[Saved data entries]
┌────────
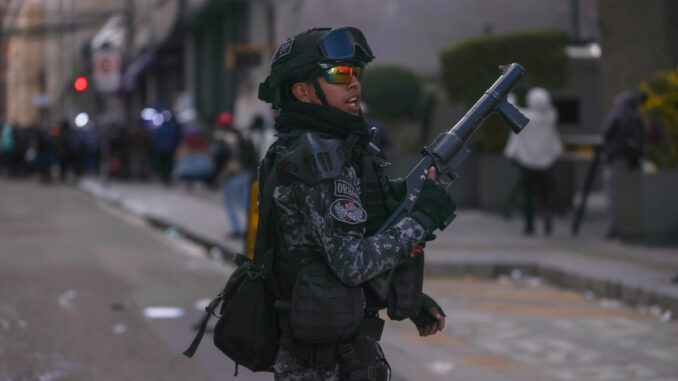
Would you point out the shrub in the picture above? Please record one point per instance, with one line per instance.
(470, 67)
(391, 92)
(661, 107)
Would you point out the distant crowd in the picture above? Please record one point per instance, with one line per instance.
(163, 149)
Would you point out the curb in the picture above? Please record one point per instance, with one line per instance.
(631, 294)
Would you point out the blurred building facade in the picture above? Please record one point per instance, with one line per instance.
(210, 55)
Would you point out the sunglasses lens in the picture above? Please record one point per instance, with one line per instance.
(342, 74)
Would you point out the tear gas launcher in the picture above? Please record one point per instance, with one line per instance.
(449, 149)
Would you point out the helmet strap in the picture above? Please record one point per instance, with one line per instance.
(319, 91)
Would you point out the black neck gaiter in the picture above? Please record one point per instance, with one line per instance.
(301, 116)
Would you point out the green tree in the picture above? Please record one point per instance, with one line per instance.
(391, 92)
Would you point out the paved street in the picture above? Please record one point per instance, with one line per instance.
(77, 279)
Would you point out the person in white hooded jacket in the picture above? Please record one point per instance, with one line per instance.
(535, 151)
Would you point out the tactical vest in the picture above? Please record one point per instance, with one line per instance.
(303, 279)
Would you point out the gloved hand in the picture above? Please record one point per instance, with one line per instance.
(434, 206)
(431, 318)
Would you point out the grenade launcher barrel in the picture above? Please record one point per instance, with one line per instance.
(449, 149)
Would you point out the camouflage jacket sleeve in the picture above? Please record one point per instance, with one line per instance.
(330, 218)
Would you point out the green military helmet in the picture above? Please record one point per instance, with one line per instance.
(306, 52)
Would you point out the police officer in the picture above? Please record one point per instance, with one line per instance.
(329, 199)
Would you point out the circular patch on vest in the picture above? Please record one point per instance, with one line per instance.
(348, 211)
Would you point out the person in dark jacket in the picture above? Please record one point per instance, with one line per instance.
(624, 135)
(329, 200)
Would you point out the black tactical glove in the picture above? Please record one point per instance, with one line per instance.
(424, 318)
(434, 206)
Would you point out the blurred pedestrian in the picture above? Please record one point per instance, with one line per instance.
(70, 150)
(192, 158)
(140, 150)
(623, 138)
(236, 172)
(119, 145)
(535, 151)
(7, 148)
(261, 135)
(92, 157)
(166, 139)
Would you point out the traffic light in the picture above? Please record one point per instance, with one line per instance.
(80, 84)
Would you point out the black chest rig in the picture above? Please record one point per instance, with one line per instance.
(320, 316)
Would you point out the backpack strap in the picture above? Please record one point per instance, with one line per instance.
(203, 326)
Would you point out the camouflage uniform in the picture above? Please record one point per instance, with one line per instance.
(328, 218)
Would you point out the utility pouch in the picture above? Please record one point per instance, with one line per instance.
(247, 330)
(323, 309)
(404, 298)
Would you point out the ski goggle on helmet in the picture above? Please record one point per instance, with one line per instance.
(345, 43)
(338, 54)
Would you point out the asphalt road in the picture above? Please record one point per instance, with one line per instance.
(90, 293)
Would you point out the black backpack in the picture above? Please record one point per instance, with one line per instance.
(247, 330)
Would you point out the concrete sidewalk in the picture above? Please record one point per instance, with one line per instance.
(475, 244)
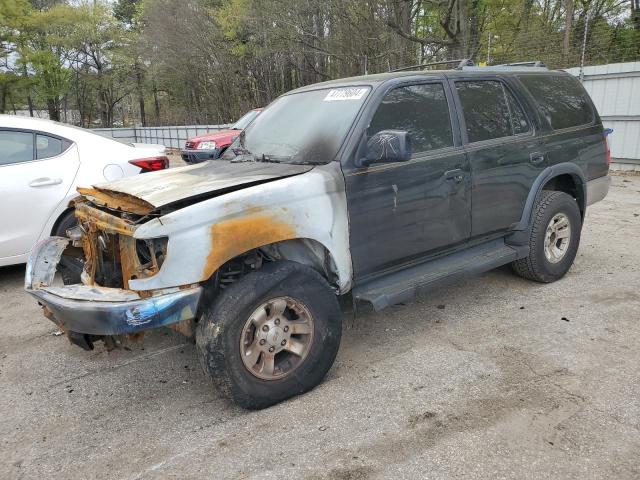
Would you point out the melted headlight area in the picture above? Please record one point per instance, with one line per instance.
(112, 256)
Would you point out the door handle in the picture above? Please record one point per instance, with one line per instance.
(536, 157)
(456, 175)
(45, 182)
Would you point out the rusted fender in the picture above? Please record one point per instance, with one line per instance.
(205, 235)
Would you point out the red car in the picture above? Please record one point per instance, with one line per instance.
(211, 145)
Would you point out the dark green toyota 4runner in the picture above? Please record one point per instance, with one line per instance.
(377, 186)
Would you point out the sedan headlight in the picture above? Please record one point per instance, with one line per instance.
(206, 145)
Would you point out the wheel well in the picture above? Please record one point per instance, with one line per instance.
(306, 251)
(569, 184)
(56, 224)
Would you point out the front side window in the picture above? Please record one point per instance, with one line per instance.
(15, 147)
(561, 98)
(421, 110)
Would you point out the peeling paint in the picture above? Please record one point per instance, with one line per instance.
(116, 200)
(239, 235)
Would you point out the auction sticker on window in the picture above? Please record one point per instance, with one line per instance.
(345, 94)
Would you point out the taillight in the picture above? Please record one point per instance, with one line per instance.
(151, 164)
(607, 150)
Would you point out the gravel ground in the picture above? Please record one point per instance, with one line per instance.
(494, 377)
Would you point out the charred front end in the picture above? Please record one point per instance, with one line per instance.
(98, 260)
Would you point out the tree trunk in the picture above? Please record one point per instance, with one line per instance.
(156, 102)
(53, 108)
(140, 85)
(3, 98)
(568, 22)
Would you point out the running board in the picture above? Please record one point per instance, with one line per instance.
(405, 284)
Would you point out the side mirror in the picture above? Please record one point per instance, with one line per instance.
(387, 146)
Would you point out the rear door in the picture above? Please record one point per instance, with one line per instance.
(36, 172)
(505, 155)
(400, 212)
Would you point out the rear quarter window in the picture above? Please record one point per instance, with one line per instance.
(561, 99)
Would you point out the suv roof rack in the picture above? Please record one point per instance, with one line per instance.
(464, 62)
(533, 63)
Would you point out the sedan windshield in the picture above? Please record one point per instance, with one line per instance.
(245, 120)
(306, 127)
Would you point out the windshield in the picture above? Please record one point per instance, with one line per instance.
(246, 119)
(306, 127)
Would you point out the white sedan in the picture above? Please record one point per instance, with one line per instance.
(41, 164)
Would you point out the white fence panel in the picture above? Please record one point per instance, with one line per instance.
(615, 90)
(172, 136)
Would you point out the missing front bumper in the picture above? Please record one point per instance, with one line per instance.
(97, 310)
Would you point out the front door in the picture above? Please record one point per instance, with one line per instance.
(36, 172)
(401, 212)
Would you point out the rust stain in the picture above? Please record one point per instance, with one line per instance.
(117, 200)
(233, 237)
(103, 221)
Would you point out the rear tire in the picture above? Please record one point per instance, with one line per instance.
(554, 240)
(247, 335)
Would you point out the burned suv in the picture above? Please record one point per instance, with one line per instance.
(377, 186)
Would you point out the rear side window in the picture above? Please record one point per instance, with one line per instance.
(560, 98)
(518, 118)
(47, 146)
(421, 110)
(15, 147)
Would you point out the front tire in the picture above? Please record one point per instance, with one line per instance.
(271, 335)
(554, 240)
(70, 267)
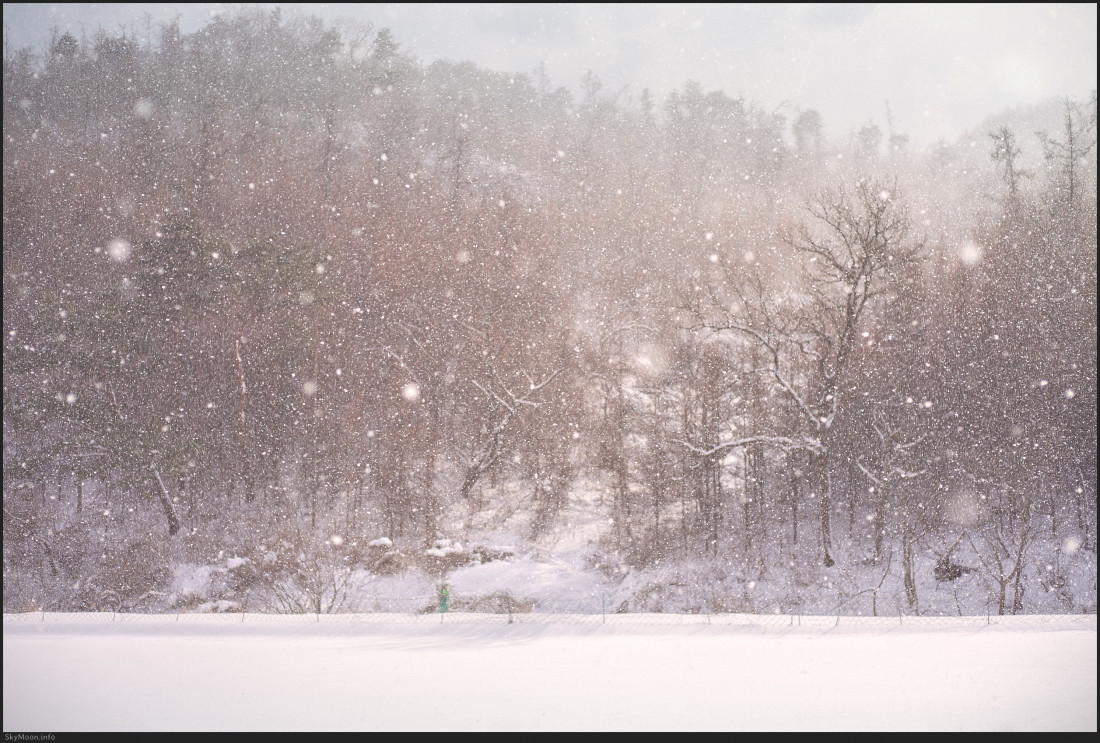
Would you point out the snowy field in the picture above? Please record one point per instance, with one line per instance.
(477, 672)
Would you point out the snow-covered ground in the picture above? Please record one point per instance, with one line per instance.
(477, 672)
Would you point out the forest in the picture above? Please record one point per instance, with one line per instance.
(279, 283)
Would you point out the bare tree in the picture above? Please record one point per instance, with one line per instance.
(856, 244)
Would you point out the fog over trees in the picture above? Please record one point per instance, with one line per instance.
(276, 281)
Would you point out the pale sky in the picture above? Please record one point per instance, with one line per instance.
(942, 67)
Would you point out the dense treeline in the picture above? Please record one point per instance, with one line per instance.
(274, 276)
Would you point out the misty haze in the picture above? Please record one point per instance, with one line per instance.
(297, 321)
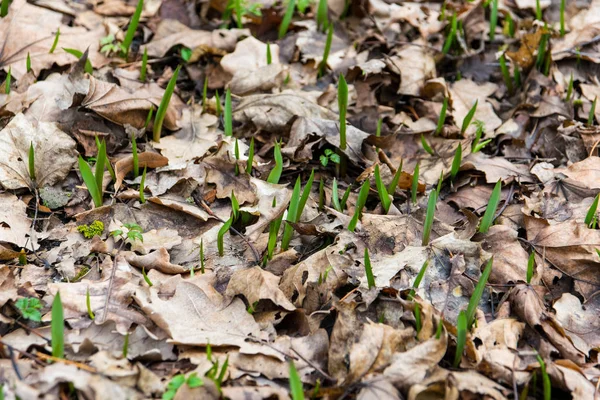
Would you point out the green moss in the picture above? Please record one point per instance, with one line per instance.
(91, 230)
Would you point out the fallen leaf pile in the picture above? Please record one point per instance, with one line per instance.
(198, 276)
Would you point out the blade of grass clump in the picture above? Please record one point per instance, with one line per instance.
(164, 105)
(592, 112)
(468, 118)
(461, 338)
(490, 211)
(275, 173)
(506, 74)
(591, 214)
(386, 202)
(415, 184)
(143, 186)
(31, 162)
(57, 328)
(360, 203)
(451, 35)
(55, 43)
(287, 19)
(545, 379)
(442, 117)
(250, 157)
(369, 270)
(563, 5)
(343, 106)
(394, 183)
(456, 162)
(224, 229)
(88, 304)
(478, 293)
(90, 182)
(88, 64)
(429, 217)
(326, 50)
(144, 68)
(227, 116)
(133, 24)
(296, 388)
(322, 15)
(493, 19)
(426, 145)
(530, 267)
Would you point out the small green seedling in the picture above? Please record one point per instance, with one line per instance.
(275, 173)
(451, 35)
(478, 293)
(461, 337)
(429, 217)
(227, 116)
(133, 24)
(360, 203)
(493, 19)
(490, 211)
(343, 106)
(456, 162)
(530, 267)
(57, 327)
(415, 184)
(164, 105)
(144, 67)
(426, 145)
(592, 113)
(442, 117)
(55, 43)
(326, 50)
(296, 388)
(322, 15)
(591, 218)
(369, 270)
(384, 196)
(287, 19)
(88, 304)
(468, 118)
(30, 307)
(328, 156)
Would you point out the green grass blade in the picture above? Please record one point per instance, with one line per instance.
(31, 161)
(360, 203)
(478, 293)
(326, 50)
(227, 116)
(442, 117)
(275, 173)
(90, 182)
(429, 217)
(133, 24)
(296, 388)
(461, 338)
(394, 183)
(164, 105)
(144, 68)
(415, 184)
(57, 328)
(369, 270)
(456, 162)
(55, 43)
(490, 211)
(287, 19)
(386, 202)
(589, 217)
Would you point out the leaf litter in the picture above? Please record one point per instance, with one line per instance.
(438, 107)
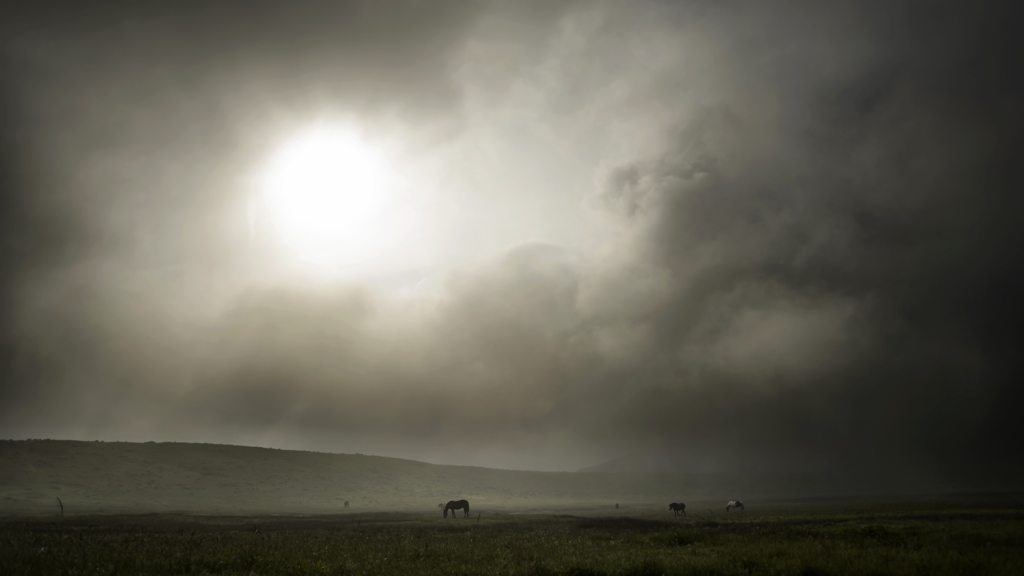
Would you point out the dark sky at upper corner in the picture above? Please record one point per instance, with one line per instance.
(779, 235)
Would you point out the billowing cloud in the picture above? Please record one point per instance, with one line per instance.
(738, 235)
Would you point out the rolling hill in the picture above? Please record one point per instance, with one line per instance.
(109, 478)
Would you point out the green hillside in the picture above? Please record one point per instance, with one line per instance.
(98, 477)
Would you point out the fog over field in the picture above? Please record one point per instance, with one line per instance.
(704, 237)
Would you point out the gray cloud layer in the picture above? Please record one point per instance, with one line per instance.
(810, 255)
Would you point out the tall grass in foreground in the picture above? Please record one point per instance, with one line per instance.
(934, 543)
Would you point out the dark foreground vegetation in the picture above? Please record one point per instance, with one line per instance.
(923, 542)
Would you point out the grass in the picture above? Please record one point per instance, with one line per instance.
(923, 542)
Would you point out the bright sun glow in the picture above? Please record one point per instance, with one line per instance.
(330, 196)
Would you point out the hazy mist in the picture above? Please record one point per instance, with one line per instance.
(743, 235)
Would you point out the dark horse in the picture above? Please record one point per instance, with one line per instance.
(457, 505)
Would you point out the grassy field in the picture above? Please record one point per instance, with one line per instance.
(879, 541)
(139, 478)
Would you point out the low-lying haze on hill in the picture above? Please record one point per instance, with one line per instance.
(109, 478)
(780, 237)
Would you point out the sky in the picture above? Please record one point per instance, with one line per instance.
(771, 236)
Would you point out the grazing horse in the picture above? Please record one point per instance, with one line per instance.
(457, 505)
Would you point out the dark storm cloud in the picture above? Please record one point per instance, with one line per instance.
(816, 259)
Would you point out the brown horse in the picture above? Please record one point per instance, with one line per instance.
(457, 505)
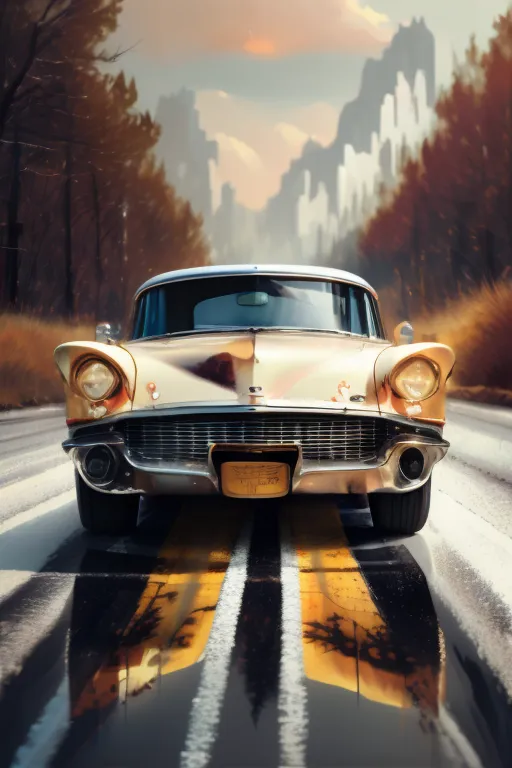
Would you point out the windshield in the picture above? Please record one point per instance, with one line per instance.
(256, 301)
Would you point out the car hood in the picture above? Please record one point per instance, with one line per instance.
(275, 368)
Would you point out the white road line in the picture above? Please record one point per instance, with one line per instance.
(47, 733)
(207, 704)
(38, 511)
(293, 716)
(20, 496)
(36, 620)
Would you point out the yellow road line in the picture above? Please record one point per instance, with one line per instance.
(346, 641)
(175, 613)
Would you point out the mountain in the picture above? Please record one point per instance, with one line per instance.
(186, 151)
(412, 50)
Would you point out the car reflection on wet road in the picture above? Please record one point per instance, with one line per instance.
(233, 634)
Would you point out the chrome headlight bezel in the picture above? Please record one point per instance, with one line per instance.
(399, 371)
(86, 367)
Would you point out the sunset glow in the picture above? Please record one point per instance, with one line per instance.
(260, 47)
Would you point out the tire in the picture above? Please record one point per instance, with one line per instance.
(106, 513)
(403, 513)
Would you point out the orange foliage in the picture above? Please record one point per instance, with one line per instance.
(28, 375)
(98, 215)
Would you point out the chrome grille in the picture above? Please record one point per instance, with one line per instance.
(322, 438)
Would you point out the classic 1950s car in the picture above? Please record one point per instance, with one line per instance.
(255, 382)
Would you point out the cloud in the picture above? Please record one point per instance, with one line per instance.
(257, 142)
(243, 151)
(292, 135)
(260, 28)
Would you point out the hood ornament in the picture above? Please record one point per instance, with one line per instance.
(256, 394)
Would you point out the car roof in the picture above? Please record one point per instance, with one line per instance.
(225, 270)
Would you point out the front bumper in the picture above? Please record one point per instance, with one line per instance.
(383, 474)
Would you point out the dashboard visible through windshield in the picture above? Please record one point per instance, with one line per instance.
(256, 301)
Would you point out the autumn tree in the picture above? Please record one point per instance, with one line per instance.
(77, 167)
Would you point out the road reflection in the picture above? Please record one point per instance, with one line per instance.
(142, 609)
(123, 642)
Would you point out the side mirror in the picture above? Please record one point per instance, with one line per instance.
(404, 333)
(108, 333)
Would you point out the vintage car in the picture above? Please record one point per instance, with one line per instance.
(255, 382)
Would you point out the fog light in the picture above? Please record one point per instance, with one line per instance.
(412, 463)
(99, 464)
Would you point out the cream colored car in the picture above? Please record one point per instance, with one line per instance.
(255, 382)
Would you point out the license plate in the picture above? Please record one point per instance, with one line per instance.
(254, 480)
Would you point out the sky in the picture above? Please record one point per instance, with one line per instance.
(269, 74)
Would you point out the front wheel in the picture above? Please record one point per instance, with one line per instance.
(106, 513)
(403, 513)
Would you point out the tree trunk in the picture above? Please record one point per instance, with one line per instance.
(97, 253)
(14, 230)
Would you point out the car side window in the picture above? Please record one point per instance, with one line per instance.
(358, 320)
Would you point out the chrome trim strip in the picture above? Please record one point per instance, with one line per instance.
(318, 477)
(199, 409)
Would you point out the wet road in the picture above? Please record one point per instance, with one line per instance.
(233, 634)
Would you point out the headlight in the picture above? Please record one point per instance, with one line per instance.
(96, 381)
(416, 379)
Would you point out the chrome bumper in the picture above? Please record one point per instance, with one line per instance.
(314, 477)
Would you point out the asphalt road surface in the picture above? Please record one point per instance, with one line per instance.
(234, 634)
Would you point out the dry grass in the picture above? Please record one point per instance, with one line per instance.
(478, 327)
(28, 375)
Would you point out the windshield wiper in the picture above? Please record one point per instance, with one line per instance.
(247, 329)
(307, 330)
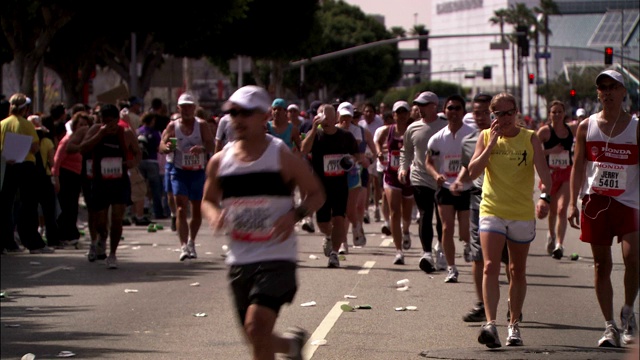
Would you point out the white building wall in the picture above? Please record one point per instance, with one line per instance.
(467, 17)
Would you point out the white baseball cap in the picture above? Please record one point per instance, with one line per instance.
(425, 98)
(612, 74)
(250, 97)
(345, 108)
(186, 99)
(401, 105)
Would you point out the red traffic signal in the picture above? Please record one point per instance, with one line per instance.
└────────
--- YOUR OBJECTIVE ---
Restate word for word the lines above that start at the line containing "Would you point out the chrome trim" and run to the end of the listing; exclude the pictures.

--- REPLY TO THE EXERCISE ---
Would you point out the chrome trim strip in the picture above? Please record one point per instance, with one line per instance.
(318, 477)
(199, 409)
Would you point out the wet road in the picture above? Please record one point per instance, with one line per instance.
(233, 634)
Would you point out the headlight in the picture above? Please record one point per instance, with one line per instance.
(96, 381)
(416, 379)
Would you point out the chrome bumper in the picture above? Please record one point per instance, with one line per instance.
(314, 477)
Would you point out the asphalt road surface in the picture above? Please record one point per instance, with one line per instance.
(234, 634)
Would you point out the dry grass in the picture above? Please record one point per instance, with one line per instance.
(478, 327)
(28, 375)
Would you point out the windshield wiper in the picture above? Please record one point per instance, with one line per instance.
(247, 329)
(307, 330)
Would you point out the white building wall in the picture above? Please record one point per instance, with one line per instance.
(467, 17)
Would you point out the white baseball cap in the picture above? Please record one point per instance, with one line per instance.
(425, 98)
(612, 74)
(250, 97)
(345, 108)
(186, 99)
(401, 105)
Would you point out the red traffic signal in the picture above? Please record one point per instance, with one line per instance.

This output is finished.